WORK TO BE COMPLETED: Reproduce every line of the records below verbatim, leaving out the pictures.

EXTRACTED ENTRIES:
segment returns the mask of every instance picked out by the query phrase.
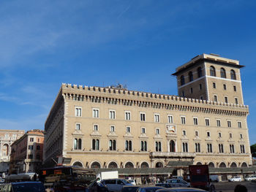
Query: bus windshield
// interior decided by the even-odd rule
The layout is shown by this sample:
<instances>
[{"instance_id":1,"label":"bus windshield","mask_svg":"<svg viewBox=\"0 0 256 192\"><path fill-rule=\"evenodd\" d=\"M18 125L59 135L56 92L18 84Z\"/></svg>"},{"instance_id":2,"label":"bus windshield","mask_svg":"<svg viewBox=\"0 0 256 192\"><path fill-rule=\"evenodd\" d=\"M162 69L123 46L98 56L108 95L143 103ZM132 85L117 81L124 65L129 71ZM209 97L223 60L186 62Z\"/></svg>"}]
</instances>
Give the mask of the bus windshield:
<instances>
[{"instance_id":1,"label":"bus windshield","mask_svg":"<svg viewBox=\"0 0 256 192\"><path fill-rule=\"evenodd\" d=\"M93 170L83 167L55 166L42 169L39 177L39 180L45 184L88 186L96 180L96 174Z\"/></svg>"}]
</instances>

RESPONSE BELOW:
segment returns the mask of every instance picked out by the query phrase.
Query: bus windshield
// interior decided by the even-odd rule
The layout is shown by this sample:
<instances>
[{"instance_id":1,"label":"bus windshield","mask_svg":"<svg viewBox=\"0 0 256 192\"><path fill-rule=\"evenodd\" d=\"M18 125L59 135L56 92L18 84Z\"/></svg>"},{"instance_id":2,"label":"bus windshield","mask_svg":"<svg viewBox=\"0 0 256 192\"><path fill-rule=\"evenodd\" d=\"M162 69L123 46L98 56L108 95L143 103ZM132 85L117 81L124 65L129 71ZM209 97L223 60L186 62Z\"/></svg>"}]
</instances>
Give the mask of the bus windshield:
<instances>
[{"instance_id":1,"label":"bus windshield","mask_svg":"<svg viewBox=\"0 0 256 192\"><path fill-rule=\"evenodd\" d=\"M93 170L83 167L55 166L42 169L39 177L39 180L45 184L88 186L96 180L96 174Z\"/></svg>"}]
</instances>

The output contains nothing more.